VI Платоновский фестиваль: оглядываясь назад

VI Платоновский фестиваль: оглядываясь назад
фото показано с : communa.ru

2016-6-15 11:55

Смешное вместо страшного Первым спектаклем фестиваля стал «Носороги» Эжена Ионеско Национального театра Крайовы (Румыния) в постановке культового режиссера мирового театра Роберта Уилсона.

Спектакль впечатляет прежде всего фирменными режиссерскими приемами Уилсона: графически чётко прочерченным задником, гротескным гримом артистов и особой интонационной манерой произнесения текста. Мизансценический рисунок скупой, превращение людей в носорогов передано в основном звуком рева страшного животного да видеопроекцией на задник, где огромный носорог мечется, сшибая деревья.

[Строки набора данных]
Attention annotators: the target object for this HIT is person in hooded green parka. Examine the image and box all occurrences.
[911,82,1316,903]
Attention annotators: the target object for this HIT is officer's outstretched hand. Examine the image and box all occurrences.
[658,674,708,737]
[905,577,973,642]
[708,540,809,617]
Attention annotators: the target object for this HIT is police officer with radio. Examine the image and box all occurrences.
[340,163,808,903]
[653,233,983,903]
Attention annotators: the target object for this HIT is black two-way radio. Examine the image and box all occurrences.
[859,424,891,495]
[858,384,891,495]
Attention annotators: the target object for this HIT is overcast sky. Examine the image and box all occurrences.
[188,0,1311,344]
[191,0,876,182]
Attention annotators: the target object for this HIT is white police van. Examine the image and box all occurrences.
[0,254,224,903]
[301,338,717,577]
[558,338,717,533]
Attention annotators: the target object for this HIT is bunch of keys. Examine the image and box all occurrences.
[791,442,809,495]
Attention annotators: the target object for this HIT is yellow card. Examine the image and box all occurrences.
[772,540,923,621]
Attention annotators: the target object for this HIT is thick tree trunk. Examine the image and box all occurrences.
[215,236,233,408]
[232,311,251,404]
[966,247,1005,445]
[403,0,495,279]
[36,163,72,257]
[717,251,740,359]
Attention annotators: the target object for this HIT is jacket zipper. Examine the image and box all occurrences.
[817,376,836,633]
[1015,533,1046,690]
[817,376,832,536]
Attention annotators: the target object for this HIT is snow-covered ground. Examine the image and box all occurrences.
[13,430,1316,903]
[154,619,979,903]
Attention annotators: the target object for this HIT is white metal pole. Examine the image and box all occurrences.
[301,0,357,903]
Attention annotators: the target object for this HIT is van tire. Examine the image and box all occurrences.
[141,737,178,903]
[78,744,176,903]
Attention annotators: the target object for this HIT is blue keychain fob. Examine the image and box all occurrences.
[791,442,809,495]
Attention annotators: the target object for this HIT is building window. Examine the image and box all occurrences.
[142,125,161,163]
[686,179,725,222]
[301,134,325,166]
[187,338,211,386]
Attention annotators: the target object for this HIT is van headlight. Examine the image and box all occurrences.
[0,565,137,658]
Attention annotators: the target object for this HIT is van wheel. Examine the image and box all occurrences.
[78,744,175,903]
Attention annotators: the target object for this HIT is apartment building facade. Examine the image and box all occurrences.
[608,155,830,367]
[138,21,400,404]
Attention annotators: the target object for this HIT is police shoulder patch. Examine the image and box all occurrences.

__Задача__. Какими средствами, согласно отрывку о VI Платоновском фестивале, в спектакле передано превращение людей в носорогов?

__Решение__. В основном звуком рева страшного животного и видеопроекцией на задник, где огромный носорог мечется, сшибая деревья.